[Отрывок текста]
☆ ☆ ☆ ☆ ☆ ☆ ☆

Задача набега сильно суживалась.

17 мая отряд выступил, имея 45 сотен и 6 орудий. Для облегчения взято было только по 2 орудия от батареи и по 5 зарядных ящиков. Прошли в четыре дня в глубь японского расположения на 170 километров, дошли до р. Ляохе и окрестностей Синминтина. Вот ряд боевых эпизодов этого набега.

Первый переход. Боковой авангард наш попал под огонь японцев. Прикрываясь двумя спешенными сотнями, отряд пошел дальше. Докладывают, что авангард потерял 8 казаков ранеными.

— Раненых вынесли, конечно? — спрашивает Мищенко.

— Невозможно, Ваше превосходительство, в 150 шагах от японской стенки лежат.

— Чтоб я этого «невозможно» не слышал, господа!

Поскакали туда еще 2 сотни, спешились и вступили в бой, но безрезультатно. Тогда выскочил из цепи сотник Чуприна с несколькими казаками, бросился вперед, потерял еще одного убитым и 4 ранеными, и всех вынес! Доблестный офицер этот через два дня был убит.

Вынос раненых — традиция отряда, возбуждавшая и тогда уже споры, перешедшие потом в военную печать. Многие ставили в большую вину Мищенко, что он в Инкоуском набеге связал свой отряд транспортом раненых, а не оставил их в попутных китайских деревнях... Тогда же колонна ген. Самсонова простояла на месте несколько часов, потеряв 7 человек убитыми и 33 ранеными, чтобы вынести тело французского атташе Бертона...

Для нас это был вопрос не целесообразности, а психологии. Наши казаки, в особенности уральцы, считали бесчестием попасть в японский плен и предпочитали рисковать жизнью, чтобы избавить от него себя и [158] товарищей. Мало того, я помню случай, когда в одном бою уральцев сменили на позиции забайкальцы, и 8 уральских казаков, никем не побуждаемые, остались до ночи в цепи, подвергавшейся сильнейшему обстрелу, желая вынести тело убитого своего урядника, лежавшего в 100 шагах от японской позиции, чтобы не остался он «без честного погребения». И вынесли.

☆ ☆ ☆ ☆ ☆ ☆ ☆

[Приведённые данные]
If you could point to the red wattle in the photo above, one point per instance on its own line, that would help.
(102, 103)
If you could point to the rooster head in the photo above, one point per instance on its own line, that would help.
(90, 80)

☆ ☆ ☆ ☆ ☆ ☆ ☆

[Что нужно сделать]
a) Ответьте на вопросы по отрывку о набеге:
(i) Сколько сотен и орудий было в отряде, выступившем 17 мая?
(ii) Сколько казаков ранеными потерял боковой авангард в первом переходе?
(iii) Какие потери понесла колонна ген. Самсонова, пока выносили тело французского атташе Бертона?
b) Переведите на английский предложение из отрывка о набеге: «Для нас это был вопрос не целесообразности, а психологии.»
c) Продолжите отрывок о набеге отряда Мищенко, начав сразу после его последнего предложения.
Данные здесь никакой роли не играют.

[Ответы к заданиям]
a)
(i) 45 сотен и 6 орудий.
(ii) 8 казаков.
(iii) 7 человек убитыми и 33 ранеными.

b) For us this was a question not of expediency but of psychology.

c)
Первые три дня происходили лишь небольшие стычки и захват случайных обозов и складов. Мы подходили к р. Ляохе. Оказалось, что на главной этапной дороге Синминтин-Факумын никакого движения уже нет, японцы перенесли линию подвоза вглубь, за Ляохе. Мы бросили в этом направлении 1-й Читинский полк (забайкальцы), который, прорвавшись сквозь завесу японских постов, вышел на новую транспортную дорогу и наткнулся там на огромный обоз, тянувшийся на 7 километров. Изрубив прикрытие, казаки приступили к уничтожению обоза: собирали в кучи повозки и поджигали их. Скоро по всей дороге пылало зарево костров.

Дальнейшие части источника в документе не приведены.